▶ PROVIDED PASSAGE
* * *

25 May 2015 – Huge successes in criminal convictions for tax crimes in 2014/15

PRETORIA, 25 May 2015 – Over the past financial year, SARS achieved a 92% conviction rate on cases which it handed over to the NPA to prosecute involving tax and customs-related crimes. Most of those cases involved high net-worth individuals, fraudulent VAT refunds and Income Tax fraud. These convictions illustrate that SARS has the capability to investigate tax crimes effectively despite recent speculation that its enforcement capability has been diminished.
This month alone, 30 cases have been approved for criminal prosecution. Charges relating to these cases will now be laid with the South African Police Service.
Over the 2014/5 financial year, there were 256 individuals/entities convicted in cases involving R196 million, with fines totalling R9.6 million issued.
An effective 555 years of imprisonment, 258 months of correctional supervision and 2480 hours of community service were handed down to those convicted.
In terms of the different crimes involved, there were 32 convictions for VAT fraud, 73 convictions for Income Tax fraud, eight for tobacco-related crimes and nine involving the construction industry (largely for tender fraud), amongst others.
Examples of cases that were finalised over the past year include:
  • Mr Lucky Thulani Mavimbela was involved in the smuggling of illicit cigarettes from Zimbabwe to South Africa. He was caught in possession of various brands of illicit cigarettes (256 master boxes and 2450 cartons in total) amounting to R2 914 334 in July 2013. The accused was convicted on 6 June 2014 at the Modimolle Regional court after pleading guilty.
Although he was a first offender, he was sentenced to five years direct imprisonment. The amount of cigarettes was not huge compared to some of the bigger seizures that SARS makes, but the fact that we obtained a five year direct imprisonment should go a long way to making a statement about this growing crime. It also indicates that even in smaller courts, the judiciary is taking note of the problems regarding the smuggling of illicit cigarettes.
  • Following a high-profile investigation into the livestock industry in the Free State, SARS investigators discovered that several farmers and agents were committing VAT fraud. Assessments were raised on several farmers who made misrepresentations to SARS and hefty additional penalties and interest were charged and collected by SARS. In addition, the following accused were convicted in the Bloemfontein High Court on charges of fraud to the value of R7 448 489:
    • Mr G L Prinsloo was convicted on 75 counts of fraud and was sentenced to a fine of R600 000 or six years imprisonment of which R200 000 or two years imprisonment was suspended for 5 years.
    • Mr S H de Villiers was convicted on 444 counts of fraud and was sentenced to ten  years imprisonment or a fine of R2 million of which five years or R1 million was suspended for five years on condition that the accused pay back SARS an amount of R3 million.

* * *

▶ DATA EXTRACT
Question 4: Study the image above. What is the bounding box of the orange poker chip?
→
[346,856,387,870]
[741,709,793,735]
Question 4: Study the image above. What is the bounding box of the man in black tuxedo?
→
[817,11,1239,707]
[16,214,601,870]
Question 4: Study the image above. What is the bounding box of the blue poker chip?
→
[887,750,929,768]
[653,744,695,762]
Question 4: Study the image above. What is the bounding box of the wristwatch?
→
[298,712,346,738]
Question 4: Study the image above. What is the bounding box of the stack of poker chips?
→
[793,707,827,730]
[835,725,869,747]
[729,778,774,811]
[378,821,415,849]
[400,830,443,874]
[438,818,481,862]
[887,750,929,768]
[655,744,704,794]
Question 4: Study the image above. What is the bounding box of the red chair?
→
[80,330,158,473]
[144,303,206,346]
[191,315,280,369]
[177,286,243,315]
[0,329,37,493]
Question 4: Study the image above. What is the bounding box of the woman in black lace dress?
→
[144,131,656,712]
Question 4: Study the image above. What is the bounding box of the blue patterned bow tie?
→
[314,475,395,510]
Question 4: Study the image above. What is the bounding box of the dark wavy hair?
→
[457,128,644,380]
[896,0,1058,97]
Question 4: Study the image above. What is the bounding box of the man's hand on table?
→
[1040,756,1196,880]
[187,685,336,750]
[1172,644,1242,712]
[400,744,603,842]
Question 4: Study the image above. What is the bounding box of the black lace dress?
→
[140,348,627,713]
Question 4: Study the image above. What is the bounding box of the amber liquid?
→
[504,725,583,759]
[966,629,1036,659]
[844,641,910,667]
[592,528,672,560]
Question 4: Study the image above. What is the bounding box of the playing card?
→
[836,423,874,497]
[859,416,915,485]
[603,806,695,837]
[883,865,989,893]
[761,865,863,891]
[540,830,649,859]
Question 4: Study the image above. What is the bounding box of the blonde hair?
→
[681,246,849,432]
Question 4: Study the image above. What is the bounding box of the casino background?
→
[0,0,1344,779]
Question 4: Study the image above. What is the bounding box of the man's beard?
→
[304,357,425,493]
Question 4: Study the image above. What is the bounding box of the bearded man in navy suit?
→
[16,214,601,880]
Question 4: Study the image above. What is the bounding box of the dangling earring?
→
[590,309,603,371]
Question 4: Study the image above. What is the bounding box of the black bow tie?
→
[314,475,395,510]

* * *

▶ REQUIRED ACTIONS
1. Summarize the passage on SARS tax crime convictions in two sentences.
2. According to the passage on SARS tax crime convictions, how many convictions for Income Tax fraud were recorded?
3. Repeat the passage on SARS tax crime convictions word for word, from "Examples of cases" up to and including "of illicit cigarettes.".

▶ ANSWERS TO THE EXERCISE
1. In the 2014/15 financial year, SARS achieved a 92% conviction rate on tax and customs-related cases handed to the NPA. A total of 256 individuals or entities were convicted in cases involving R196 million, with fines totaling R9.6 million and an effective 555 years of imprisonment handed down, and finalized cases included a cigarette smuggler sentenced to five years and fraud convictions following a VAT fraud investigation into the Free State livestock industry.

2. 73 convictions.

3.
Examples of cases that were finalised over the past year include:
  • Mr Lucky Thulani Mavimbela was involved in the smuggling of illicit cigarettes from Zimbabwe to South Africa. He was caught in possession of various brands of illicit cigarettes (256 master boxes and 2450 cartons in total) amounting to R2 914 334 in July 2013. The accused was convicted on 6 June 2014 at the Modimolle Regional court after pleading guilty.
Although he was a first offender, he was sentenced to five years direct imprisonment. The amount of cigarettes was not huge compared to some of the bigger seizures that SARS makes, but the fact that we obtained a five year direct imprisonment should go a long way to making a statement about this growing crime. It also indicates that even in smaller courts, the judiciary is taking note of the problems regarding the smuggling of illicit cigarettes.